Task: Provide an exact repetition of every entry, with no word altered.

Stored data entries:

------------------------------------------------------------

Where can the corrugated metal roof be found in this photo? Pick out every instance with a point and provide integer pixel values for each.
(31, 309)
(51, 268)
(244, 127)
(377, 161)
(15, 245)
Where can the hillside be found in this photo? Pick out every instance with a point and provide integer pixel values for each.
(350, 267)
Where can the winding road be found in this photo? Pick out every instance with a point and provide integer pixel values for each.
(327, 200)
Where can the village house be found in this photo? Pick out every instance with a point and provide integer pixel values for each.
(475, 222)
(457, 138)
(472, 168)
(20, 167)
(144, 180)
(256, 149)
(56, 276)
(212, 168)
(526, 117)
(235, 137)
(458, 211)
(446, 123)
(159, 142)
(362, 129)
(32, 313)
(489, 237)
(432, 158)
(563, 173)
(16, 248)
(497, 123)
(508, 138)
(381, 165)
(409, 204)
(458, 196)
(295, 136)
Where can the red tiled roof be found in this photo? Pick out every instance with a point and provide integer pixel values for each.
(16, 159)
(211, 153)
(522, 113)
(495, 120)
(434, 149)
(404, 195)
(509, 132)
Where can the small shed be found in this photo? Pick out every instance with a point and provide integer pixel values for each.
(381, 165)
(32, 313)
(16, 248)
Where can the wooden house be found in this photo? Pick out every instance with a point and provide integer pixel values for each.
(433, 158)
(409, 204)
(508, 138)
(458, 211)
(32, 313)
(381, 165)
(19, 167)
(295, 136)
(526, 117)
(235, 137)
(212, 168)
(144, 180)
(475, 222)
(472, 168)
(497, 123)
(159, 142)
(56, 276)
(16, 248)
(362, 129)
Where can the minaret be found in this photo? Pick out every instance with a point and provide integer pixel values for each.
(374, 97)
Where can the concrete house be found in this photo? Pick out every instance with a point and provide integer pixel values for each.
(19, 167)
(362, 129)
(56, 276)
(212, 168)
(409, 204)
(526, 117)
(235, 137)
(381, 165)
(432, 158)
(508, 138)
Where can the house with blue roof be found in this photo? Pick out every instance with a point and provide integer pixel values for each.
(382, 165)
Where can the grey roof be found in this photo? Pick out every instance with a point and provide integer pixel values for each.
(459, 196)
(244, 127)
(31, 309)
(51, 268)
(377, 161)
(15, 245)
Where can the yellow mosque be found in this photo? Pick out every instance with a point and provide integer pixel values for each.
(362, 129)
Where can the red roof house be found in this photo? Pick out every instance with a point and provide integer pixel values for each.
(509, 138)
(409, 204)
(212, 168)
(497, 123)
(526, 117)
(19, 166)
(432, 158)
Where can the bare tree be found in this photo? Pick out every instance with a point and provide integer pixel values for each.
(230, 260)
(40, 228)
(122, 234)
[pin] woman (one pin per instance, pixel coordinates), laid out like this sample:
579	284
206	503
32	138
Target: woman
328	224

------------------------------------------------------------

The completed task:
Where can the corrugated metal roof be found in this photo? Pick out every instance with a point and provide integer pixel values for each.
(31, 309)
(51, 268)
(244, 127)
(377, 161)
(15, 245)
Where can the hillside be found in this photo? Pick out every instance with a point and provide integer pixel values for each.
(350, 267)
Where can the winding road be found in this photo? Pick out every instance with a point and provide integer pixel values for each.
(327, 200)
Where can the village house be found in this photo? Pick out every instance with a point and provide integer pixel values for each.
(475, 222)
(457, 138)
(472, 168)
(20, 167)
(144, 180)
(256, 149)
(56, 276)
(212, 168)
(526, 117)
(235, 137)
(458, 211)
(446, 123)
(159, 142)
(362, 129)
(32, 313)
(489, 237)
(432, 158)
(563, 173)
(16, 248)
(497, 123)
(508, 138)
(381, 165)
(409, 204)
(458, 196)
(295, 136)
Where can the red tiled roof be found in this photo? Pick out every instance with a point and provide integer pixel values for each.
(16, 159)
(211, 153)
(522, 113)
(495, 120)
(434, 149)
(404, 195)
(509, 132)
Where can the small shed be found in this photo? Pick out every instance with a point and provide integer pixel values for each.
(381, 165)
(32, 313)
(16, 248)
Where can the wooden house be found in this photo? Pick out every instance with a point and provide integer pixel values for each.
(433, 158)
(409, 204)
(508, 138)
(458, 211)
(32, 313)
(381, 165)
(19, 167)
(295, 136)
(526, 117)
(235, 137)
(212, 168)
(144, 180)
(475, 222)
(472, 168)
(497, 123)
(159, 142)
(56, 276)
(16, 248)
(362, 129)
Where can the minaret be found in this photo? Pick out every instance with a point and provide integer pixel values for each.
(374, 97)
Where can the concrete house be found in this photo? Pick out every instance with a point and provide integer pixel values for each.
(19, 167)
(362, 129)
(56, 276)
(212, 168)
(409, 204)
(526, 117)
(235, 137)
(381, 165)
(432, 158)
(508, 138)
Where can the house with blue roof be found in this photo? Pick out every instance with a point and provide integer pixel values for each.
(382, 165)
Where can the grey roof be found in this photo? Pick out every instance with a point and provide integer pixel values for each.
(459, 196)
(244, 127)
(31, 309)
(51, 268)
(377, 161)
(15, 245)
Where can the yellow mosque be found in this photo? Pick out every instance with a point and provide integer pixel values for each.
(362, 129)
Where can the red roof house be found in this photo? Pick out every instance with a point and provide integer pixel values for each.
(509, 138)
(409, 204)
(212, 168)
(497, 123)
(526, 117)
(19, 166)
(432, 158)
Where can the bare tree be found in this photo? Pick out every instance with a point and provide integer pixel values for each.
(230, 260)
(40, 228)
(122, 234)
[pin] woman (one pin per instance, pixel coordinates), laid out like this sample:
579	284
206	503
32	138
Target: woman
328	224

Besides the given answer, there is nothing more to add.